Please copy the records verbatim, from the start of the records through the line that contains "[(71, 59), (168, 66)]", including both ends. Omit the pictures from your copy.

━━ Stored data

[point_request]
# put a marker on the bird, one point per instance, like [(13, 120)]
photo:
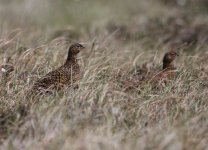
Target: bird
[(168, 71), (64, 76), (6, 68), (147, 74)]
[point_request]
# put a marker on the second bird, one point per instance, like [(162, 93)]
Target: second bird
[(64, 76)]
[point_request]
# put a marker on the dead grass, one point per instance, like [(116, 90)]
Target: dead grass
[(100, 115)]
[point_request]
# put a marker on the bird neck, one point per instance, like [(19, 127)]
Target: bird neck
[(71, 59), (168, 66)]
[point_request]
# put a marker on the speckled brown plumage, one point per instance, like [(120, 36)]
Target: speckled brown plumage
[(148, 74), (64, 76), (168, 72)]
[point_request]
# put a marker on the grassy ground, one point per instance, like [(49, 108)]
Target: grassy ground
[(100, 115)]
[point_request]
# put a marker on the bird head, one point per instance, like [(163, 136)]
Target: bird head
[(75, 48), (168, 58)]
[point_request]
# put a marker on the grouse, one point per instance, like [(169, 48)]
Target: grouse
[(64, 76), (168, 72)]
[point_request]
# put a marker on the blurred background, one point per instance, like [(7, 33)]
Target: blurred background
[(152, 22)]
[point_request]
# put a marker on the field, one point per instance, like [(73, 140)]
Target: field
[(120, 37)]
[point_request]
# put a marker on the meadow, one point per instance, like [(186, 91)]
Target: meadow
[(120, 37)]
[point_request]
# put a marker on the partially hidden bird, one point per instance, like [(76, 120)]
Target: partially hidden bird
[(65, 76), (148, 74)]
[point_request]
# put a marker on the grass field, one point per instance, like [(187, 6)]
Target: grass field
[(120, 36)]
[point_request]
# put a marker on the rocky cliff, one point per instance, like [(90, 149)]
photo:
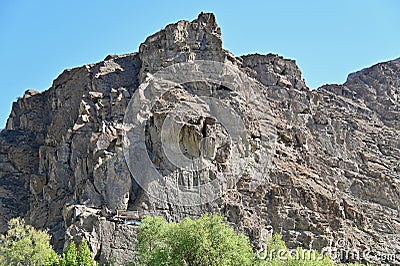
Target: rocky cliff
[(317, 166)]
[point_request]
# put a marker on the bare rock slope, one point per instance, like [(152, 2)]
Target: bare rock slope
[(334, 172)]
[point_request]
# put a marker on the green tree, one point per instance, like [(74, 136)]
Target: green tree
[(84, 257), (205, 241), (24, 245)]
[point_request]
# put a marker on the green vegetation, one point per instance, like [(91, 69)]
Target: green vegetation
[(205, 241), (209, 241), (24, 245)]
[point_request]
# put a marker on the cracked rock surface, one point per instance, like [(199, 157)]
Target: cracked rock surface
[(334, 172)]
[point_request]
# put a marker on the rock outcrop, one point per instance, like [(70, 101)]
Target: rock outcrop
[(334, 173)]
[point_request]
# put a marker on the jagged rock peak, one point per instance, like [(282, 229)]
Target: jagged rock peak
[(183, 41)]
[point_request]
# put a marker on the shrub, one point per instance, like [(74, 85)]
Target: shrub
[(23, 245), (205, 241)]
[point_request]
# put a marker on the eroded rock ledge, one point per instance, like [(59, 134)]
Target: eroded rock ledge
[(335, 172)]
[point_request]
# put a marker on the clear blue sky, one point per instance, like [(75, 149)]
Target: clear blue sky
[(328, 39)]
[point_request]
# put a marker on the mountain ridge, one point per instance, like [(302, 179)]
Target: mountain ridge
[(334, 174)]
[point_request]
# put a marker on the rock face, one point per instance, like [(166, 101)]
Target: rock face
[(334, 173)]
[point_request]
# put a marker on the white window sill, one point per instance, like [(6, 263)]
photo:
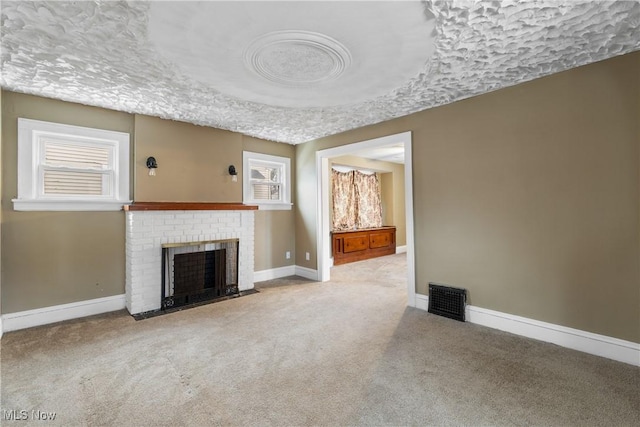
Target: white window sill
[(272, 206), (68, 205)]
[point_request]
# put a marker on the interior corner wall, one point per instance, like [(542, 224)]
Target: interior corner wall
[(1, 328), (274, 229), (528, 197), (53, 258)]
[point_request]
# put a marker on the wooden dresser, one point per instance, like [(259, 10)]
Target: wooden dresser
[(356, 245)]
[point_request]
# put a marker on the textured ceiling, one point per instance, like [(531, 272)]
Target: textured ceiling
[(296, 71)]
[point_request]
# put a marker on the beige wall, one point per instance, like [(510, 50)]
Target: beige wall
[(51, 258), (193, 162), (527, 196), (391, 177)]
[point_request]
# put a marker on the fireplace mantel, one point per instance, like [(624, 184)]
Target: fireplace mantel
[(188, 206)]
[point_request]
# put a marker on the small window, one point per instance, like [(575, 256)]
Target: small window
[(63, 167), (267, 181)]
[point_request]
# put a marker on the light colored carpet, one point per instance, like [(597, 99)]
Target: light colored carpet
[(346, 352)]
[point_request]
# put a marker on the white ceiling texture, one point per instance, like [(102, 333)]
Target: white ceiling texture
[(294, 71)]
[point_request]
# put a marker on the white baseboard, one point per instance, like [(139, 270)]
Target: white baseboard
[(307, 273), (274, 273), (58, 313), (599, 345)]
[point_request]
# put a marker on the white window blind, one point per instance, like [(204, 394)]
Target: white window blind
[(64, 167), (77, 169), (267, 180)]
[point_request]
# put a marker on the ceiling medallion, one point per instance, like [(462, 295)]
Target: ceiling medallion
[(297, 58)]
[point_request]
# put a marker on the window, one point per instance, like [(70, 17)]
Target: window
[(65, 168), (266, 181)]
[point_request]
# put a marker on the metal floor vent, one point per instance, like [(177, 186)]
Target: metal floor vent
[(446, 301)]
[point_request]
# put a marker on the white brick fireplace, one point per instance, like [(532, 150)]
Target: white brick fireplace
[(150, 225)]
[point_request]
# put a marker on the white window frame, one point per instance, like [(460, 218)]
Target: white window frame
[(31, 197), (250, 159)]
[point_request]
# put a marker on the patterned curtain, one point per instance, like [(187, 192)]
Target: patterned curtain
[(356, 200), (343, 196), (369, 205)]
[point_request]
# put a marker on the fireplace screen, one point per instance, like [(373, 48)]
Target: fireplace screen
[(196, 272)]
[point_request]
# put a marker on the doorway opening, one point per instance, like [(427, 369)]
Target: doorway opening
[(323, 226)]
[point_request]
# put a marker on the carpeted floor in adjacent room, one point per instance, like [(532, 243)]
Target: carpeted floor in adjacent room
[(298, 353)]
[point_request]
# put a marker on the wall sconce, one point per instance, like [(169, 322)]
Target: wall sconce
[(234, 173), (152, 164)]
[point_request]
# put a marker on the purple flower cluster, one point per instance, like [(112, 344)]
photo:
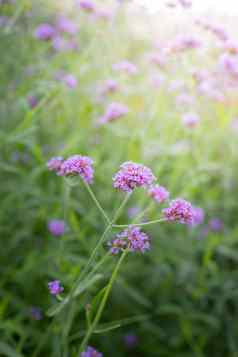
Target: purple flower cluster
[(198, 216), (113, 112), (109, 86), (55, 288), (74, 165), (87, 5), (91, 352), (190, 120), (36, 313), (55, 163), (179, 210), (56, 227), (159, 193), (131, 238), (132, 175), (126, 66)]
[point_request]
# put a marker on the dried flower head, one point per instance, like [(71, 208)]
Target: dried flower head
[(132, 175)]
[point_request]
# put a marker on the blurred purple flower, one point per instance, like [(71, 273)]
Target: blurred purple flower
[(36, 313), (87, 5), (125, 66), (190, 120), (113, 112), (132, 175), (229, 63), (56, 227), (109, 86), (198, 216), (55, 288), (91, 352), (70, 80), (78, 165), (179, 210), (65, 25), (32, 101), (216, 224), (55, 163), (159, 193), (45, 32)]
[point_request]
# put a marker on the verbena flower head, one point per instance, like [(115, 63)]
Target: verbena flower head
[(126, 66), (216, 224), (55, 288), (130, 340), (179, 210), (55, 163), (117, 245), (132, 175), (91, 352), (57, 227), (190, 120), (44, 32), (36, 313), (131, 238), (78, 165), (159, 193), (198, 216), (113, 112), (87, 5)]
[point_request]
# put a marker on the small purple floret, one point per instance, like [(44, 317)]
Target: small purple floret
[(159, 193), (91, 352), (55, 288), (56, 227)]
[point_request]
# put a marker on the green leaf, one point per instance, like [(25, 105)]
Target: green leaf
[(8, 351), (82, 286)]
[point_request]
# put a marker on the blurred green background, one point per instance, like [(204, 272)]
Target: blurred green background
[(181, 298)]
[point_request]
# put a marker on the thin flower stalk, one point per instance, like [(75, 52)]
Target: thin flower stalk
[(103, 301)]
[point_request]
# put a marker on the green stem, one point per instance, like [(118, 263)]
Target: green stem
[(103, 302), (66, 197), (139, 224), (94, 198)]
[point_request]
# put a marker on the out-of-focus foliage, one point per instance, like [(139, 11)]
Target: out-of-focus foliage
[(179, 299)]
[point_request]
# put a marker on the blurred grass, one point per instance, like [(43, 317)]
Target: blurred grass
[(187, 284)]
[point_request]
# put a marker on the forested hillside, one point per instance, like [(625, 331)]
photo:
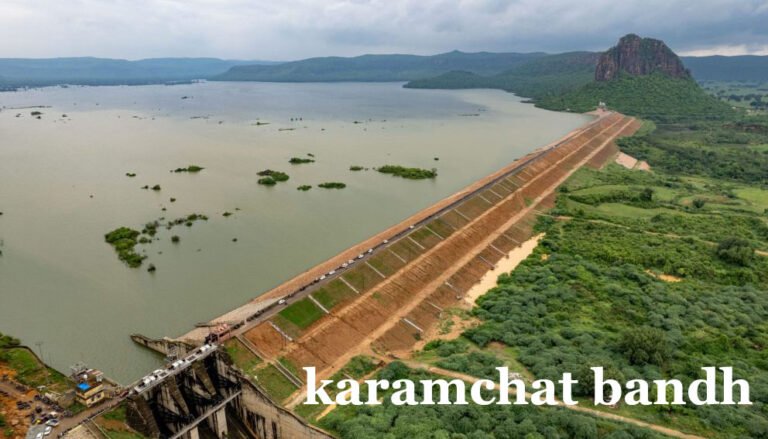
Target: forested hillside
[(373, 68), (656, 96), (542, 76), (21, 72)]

━━━━

• [Task answer]:
[point_request]
# put a marker on the bird, one point per instance, like [(13, 120)]
photo:
Target: bird
[(168, 71), (64, 76), (6, 68), (147, 74)]
[point_request]
# put a marker on the second bird, one point per instance, like [(162, 93)]
Target: second bird
[(64, 76)]
[point_request]
# put a marker on the dead grass, one point per instance, like [(116, 90)]
Target: dead grass
[(100, 115)]
[point_request]
# put a marker on the bird neck, one point per instance, like [(19, 127)]
Target: bird neck
[(71, 59), (168, 66)]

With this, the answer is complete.